BRIEF:
Take the line containing "Query: golden brown fritter" as the first and the last line of the records below as the end, and please set down only what lies between them exactly, both ends included.

Records contained in a dataset:
+++++
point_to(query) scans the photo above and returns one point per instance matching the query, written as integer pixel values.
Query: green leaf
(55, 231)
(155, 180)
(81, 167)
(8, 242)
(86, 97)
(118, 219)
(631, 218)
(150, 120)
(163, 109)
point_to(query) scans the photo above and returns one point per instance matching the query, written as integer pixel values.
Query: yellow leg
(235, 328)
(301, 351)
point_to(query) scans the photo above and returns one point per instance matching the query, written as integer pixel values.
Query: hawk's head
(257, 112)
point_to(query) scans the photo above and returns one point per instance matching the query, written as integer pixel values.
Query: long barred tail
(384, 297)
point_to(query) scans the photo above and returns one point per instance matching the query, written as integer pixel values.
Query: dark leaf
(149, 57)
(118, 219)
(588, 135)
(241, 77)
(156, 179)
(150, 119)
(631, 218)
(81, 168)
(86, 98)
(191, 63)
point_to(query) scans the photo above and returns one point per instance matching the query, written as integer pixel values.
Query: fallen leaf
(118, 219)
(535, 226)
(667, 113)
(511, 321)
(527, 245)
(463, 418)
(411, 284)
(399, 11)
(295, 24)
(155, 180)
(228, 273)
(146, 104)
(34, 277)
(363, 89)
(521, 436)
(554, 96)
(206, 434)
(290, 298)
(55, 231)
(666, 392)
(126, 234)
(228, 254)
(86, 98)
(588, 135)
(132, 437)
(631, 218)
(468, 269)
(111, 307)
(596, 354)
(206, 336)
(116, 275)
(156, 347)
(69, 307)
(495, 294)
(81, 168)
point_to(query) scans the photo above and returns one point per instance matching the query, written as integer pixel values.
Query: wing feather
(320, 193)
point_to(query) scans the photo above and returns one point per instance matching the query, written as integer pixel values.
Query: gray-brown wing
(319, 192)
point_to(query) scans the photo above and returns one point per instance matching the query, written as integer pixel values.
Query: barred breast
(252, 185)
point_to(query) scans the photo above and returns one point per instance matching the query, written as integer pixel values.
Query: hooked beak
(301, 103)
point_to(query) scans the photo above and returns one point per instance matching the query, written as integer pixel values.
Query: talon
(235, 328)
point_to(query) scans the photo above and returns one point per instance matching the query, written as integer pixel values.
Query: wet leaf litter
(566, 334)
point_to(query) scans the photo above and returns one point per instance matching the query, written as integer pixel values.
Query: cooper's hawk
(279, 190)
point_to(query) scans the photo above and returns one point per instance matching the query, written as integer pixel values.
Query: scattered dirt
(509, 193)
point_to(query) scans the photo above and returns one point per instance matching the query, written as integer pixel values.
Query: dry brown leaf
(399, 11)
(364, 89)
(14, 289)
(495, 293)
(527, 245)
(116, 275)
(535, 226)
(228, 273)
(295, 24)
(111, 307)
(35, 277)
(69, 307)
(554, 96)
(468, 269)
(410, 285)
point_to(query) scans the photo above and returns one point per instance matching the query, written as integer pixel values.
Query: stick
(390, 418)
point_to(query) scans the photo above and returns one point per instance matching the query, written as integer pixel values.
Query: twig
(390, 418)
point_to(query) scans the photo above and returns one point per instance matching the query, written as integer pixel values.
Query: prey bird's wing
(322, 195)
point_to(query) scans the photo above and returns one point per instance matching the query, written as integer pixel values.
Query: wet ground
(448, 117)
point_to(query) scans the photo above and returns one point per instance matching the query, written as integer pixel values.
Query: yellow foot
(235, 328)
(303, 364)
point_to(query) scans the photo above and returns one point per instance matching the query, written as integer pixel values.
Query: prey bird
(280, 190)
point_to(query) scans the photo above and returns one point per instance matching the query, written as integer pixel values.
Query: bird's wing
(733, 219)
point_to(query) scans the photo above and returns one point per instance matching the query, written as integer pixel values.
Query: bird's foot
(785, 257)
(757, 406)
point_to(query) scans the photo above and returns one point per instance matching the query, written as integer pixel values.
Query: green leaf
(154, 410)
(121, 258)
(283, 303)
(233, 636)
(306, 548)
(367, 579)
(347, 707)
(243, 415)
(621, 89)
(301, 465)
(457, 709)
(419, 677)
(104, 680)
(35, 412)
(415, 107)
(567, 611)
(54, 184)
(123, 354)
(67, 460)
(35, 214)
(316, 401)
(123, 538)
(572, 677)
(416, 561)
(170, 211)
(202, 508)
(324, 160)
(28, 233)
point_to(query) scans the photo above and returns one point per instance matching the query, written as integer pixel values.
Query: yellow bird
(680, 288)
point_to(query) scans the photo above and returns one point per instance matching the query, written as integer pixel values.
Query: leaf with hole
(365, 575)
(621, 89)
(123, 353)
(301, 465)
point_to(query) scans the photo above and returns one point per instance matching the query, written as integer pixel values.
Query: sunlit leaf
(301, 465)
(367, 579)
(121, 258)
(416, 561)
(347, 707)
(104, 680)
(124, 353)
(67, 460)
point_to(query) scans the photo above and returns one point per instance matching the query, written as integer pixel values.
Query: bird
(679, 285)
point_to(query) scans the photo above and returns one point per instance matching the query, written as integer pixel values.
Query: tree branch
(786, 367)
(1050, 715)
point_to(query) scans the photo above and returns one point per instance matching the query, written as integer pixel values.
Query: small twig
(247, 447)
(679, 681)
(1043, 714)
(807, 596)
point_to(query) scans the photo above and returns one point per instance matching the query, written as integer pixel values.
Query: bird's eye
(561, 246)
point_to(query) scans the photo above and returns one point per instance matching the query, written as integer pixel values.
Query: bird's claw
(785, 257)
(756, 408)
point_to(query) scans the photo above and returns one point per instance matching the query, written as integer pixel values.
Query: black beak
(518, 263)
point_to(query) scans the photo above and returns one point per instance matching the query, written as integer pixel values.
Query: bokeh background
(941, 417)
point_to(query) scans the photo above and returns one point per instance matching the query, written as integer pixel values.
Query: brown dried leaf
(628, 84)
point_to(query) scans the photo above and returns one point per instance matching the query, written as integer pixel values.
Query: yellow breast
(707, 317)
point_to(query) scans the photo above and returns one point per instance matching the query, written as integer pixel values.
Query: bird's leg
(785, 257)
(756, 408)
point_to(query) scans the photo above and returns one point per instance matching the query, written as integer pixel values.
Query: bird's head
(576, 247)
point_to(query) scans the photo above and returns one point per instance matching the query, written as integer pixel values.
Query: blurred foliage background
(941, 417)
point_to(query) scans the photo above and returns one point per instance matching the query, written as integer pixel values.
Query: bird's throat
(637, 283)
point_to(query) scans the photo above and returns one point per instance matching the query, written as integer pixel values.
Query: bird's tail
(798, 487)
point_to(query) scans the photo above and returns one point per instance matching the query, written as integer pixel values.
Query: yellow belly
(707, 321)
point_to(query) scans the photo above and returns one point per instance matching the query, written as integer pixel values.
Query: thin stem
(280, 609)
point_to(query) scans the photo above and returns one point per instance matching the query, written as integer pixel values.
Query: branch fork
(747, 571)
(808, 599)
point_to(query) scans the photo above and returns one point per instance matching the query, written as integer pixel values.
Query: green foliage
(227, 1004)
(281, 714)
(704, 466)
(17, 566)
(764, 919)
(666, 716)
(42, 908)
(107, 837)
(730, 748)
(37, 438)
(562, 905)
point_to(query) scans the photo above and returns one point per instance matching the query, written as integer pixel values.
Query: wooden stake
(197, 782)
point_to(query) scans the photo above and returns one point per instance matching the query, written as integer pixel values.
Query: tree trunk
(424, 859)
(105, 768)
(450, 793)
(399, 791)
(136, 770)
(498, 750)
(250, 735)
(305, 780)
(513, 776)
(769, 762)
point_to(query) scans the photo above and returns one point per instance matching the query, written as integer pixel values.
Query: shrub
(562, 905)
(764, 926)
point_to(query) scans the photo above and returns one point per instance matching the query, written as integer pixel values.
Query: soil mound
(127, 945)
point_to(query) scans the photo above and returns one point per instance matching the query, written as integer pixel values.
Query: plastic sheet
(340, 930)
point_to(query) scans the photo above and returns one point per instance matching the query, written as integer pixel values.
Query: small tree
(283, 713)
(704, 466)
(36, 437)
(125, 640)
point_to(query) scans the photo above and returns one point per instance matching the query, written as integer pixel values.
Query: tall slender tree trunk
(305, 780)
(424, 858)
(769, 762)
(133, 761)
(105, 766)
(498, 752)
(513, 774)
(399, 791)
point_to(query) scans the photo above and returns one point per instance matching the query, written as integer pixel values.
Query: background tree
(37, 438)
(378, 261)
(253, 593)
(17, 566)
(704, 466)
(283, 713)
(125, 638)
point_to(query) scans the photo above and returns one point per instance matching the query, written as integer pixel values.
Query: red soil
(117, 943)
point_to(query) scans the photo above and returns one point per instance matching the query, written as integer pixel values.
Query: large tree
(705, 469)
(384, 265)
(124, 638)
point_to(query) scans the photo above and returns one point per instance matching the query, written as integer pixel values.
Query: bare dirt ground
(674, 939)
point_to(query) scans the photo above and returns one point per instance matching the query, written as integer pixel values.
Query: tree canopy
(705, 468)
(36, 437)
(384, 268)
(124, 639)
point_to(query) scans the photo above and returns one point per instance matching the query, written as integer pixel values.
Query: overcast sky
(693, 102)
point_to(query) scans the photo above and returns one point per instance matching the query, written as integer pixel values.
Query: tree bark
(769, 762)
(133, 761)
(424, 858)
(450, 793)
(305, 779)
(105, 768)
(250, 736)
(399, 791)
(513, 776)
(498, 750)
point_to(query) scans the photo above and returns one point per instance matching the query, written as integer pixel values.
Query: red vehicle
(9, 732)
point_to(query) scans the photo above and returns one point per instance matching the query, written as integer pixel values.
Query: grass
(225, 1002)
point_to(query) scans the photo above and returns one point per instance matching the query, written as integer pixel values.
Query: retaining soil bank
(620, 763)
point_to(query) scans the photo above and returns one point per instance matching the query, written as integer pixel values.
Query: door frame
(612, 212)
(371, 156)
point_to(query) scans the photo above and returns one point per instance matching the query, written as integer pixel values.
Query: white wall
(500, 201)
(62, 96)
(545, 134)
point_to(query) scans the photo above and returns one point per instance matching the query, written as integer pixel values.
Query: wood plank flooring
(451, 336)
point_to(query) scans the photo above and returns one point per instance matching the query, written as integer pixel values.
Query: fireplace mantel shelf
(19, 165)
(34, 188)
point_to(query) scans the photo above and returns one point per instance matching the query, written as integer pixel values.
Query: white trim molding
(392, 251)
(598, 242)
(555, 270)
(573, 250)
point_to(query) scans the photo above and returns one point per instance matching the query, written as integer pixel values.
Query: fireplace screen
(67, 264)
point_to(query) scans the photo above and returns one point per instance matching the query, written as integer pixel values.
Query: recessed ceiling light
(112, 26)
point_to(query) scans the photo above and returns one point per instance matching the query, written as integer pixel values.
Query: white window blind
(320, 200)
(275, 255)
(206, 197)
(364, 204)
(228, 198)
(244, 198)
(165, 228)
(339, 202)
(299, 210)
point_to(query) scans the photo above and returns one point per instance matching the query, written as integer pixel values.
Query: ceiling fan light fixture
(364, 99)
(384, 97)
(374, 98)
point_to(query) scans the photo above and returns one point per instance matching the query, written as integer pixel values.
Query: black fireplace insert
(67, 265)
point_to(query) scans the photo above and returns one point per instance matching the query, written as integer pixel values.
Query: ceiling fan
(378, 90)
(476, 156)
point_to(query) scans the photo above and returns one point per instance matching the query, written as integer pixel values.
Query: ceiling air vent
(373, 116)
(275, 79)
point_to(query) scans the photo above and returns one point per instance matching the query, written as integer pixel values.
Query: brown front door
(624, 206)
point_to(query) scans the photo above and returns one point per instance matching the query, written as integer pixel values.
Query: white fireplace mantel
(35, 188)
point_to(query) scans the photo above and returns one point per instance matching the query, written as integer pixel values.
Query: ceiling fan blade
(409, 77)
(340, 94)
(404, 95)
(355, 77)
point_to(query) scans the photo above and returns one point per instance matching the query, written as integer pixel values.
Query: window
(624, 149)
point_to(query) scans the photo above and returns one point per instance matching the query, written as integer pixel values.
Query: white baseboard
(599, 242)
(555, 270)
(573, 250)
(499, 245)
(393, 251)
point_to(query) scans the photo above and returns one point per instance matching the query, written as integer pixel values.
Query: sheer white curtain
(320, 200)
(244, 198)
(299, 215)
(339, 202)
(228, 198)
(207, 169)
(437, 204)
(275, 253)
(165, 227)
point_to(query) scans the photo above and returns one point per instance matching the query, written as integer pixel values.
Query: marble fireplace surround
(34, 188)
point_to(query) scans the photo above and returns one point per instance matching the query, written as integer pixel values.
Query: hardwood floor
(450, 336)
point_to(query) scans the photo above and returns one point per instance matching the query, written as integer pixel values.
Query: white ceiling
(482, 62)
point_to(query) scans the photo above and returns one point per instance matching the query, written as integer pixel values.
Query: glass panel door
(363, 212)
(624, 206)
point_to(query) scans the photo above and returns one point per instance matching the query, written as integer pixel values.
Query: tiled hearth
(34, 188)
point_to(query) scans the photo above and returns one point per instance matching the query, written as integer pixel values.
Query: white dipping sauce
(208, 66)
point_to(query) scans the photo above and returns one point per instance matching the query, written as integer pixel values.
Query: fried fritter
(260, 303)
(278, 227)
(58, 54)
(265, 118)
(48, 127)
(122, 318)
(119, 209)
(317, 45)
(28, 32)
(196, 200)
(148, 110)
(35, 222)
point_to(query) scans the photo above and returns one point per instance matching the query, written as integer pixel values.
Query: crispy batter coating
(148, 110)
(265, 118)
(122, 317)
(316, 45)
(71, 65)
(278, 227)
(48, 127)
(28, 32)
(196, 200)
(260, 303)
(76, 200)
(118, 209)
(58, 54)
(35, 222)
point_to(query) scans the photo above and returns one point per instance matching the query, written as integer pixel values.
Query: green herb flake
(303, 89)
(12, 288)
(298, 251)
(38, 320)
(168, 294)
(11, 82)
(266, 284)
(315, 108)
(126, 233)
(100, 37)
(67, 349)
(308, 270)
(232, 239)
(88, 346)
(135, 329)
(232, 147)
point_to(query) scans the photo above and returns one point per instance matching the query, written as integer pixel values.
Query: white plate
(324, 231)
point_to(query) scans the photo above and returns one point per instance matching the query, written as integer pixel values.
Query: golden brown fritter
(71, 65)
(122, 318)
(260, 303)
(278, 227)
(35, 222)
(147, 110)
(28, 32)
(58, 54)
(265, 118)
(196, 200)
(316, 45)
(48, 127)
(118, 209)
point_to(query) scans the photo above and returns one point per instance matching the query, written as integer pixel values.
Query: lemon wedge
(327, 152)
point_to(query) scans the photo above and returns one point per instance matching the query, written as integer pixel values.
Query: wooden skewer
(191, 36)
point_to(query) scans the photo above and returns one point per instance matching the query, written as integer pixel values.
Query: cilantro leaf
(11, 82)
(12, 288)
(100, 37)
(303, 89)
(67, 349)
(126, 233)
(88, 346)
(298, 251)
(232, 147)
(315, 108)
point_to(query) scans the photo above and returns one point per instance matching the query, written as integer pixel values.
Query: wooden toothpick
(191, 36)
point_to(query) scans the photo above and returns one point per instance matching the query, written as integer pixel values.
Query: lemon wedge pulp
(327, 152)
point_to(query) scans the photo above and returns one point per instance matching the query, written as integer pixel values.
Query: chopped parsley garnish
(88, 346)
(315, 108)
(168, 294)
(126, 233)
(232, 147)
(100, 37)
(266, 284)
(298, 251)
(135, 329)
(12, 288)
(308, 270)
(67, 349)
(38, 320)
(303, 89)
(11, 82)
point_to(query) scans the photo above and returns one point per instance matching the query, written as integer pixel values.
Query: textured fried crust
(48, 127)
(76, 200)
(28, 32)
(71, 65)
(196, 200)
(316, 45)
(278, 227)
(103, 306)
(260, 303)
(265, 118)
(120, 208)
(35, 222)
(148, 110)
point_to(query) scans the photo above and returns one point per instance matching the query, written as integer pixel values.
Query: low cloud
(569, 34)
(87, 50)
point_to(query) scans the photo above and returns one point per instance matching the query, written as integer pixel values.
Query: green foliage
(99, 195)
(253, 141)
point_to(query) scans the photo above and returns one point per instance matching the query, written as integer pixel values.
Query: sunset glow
+++++
ANSWER SECTION:
Query: golden brown fritter
(71, 65)
(122, 318)
(260, 303)
(278, 227)
(35, 222)
(147, 110)
(28, 32)
(58, 54)
(265, 118)
(196, 200)
(316, 45)
(48, 127)
(118, 209)
point_to(query) scans the photo above and returns one point per instance matching the query, written as integer pixel values.
Query: lemon wedge
(327, 152)
point_to(query) scans the photo above and returns one point per instance matching the query, written as integer pixel values.
Query: wooden skewer
(191, 36)
point_to(query) scans the photo above and returns one point per instance matching the query, written as integer pixel values.
Query: cilantro leaf
(11, 82)
(12, 288)
(100, 37)
(303, 89)
(67, 349)
(126, 233)
(88, 346)
(298, 251)
(232, 147)
(315, 108)
point_to(query) scans the photo above and returns one point per instance matching the query, written as integer pixel values.
Query: wooden toothpick
(191, 36)
point_to(query) scans the photo above and returns one point per instance matching the query, written as integer pixel values.
Query: lemon wedge pulp
(327, 152)
point_to(query) scans the photo above and returns one point per instance matching the query, written as integer pixel values.
Query: chopped parsley garnish
(88, 346)
(315, 108)
(168, 294)
(126, 233)
(232, 147)
(100, 37)
(266, 284)
(298, 251)
(135, 329)
(12, 288)
(308, 270)
(67, 349)
(38, 320)
(303, 89)
(11, 82)
point_to(query) scans the photo above and returns one point per instance matching the query, written as integer pixel values.
Query: textured fried crust
(48, 127)
(76, 200)
(28, 32)
(71, 65)
(196, 200)
(316, 45)
(278, 227)
(103, 306)
(260, 303)
(265, 118)
(120, 208)
(35, 222)
(148, 110)
point_to(query) scans the photo above and returns one point per instance matching the query, written as integer pixel values.
Query: low cloud
(569, 34)
(87, 50)
point_to(query) scans the photo above and returns one point per instance matching the query, written as integer pixel values.
Query: green foliage
(99, 195)
(253, 141)
point_to(query) scans the photo above and returns one point per instance matching the query, written as integer pixel values.
Query: sunset glow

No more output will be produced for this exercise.